-- Work instruction --
Give back every record exactly.

[Collected data]
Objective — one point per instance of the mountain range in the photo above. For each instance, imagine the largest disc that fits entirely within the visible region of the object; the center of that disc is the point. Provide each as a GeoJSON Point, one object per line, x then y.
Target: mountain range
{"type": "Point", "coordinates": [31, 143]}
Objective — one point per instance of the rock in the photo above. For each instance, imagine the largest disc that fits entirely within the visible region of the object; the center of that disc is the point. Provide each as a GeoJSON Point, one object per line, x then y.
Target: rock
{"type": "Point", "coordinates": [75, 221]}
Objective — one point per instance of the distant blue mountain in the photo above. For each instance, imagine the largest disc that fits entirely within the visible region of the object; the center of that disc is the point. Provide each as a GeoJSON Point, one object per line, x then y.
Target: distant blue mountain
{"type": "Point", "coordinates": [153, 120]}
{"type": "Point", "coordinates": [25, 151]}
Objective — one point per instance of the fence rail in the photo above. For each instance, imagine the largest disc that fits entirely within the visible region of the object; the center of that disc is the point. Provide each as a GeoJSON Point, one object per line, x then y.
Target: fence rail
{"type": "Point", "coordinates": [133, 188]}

-- Response to this exercise --
Objective — one point per instance of the mountain range in the photo above. For each instance, imagine the largest disc that fits entirely within the visible region of the object; the center of that disc is the point. Provide each as a GeoJSON Point, one object per line, x then y.
Target: mountain range
{"type": "Point", "coordinates": [31, 143]}
Objective — one point per instance of the rock in the photo above. For each instance, imagine the largest disc that fits entirely within the visible region of the object; the center of that disc is the point. Provide each as a GeoJSON Point, one object per line, x then y.
Target: rock
{"type": "Point", "coordinates": [75, 221]}
Objective — one point per instance of the distant blue mountain in the photo above. For each instance, imagine the largest disc that fits entirely within the visible region of the object; the center of that disc is the point. Provide each as a GeoJSON Point, one object per line, x then y.
Target: distant blue mountain
{"type": "Point", "coordinates": [153, 120]}
{"type": "Point", "coordinates": [25, 151]}
Objective — one point per instance of the fence rail in the photo above. For each instance, imagine the largest disc that fits entirely within the visible region of the object; the center of that disc is the point. Provide each as a GeoJSON Point, one object per line, x then y.
Target: fence rail
{"type": "Point", "coordinates": [133, 188]}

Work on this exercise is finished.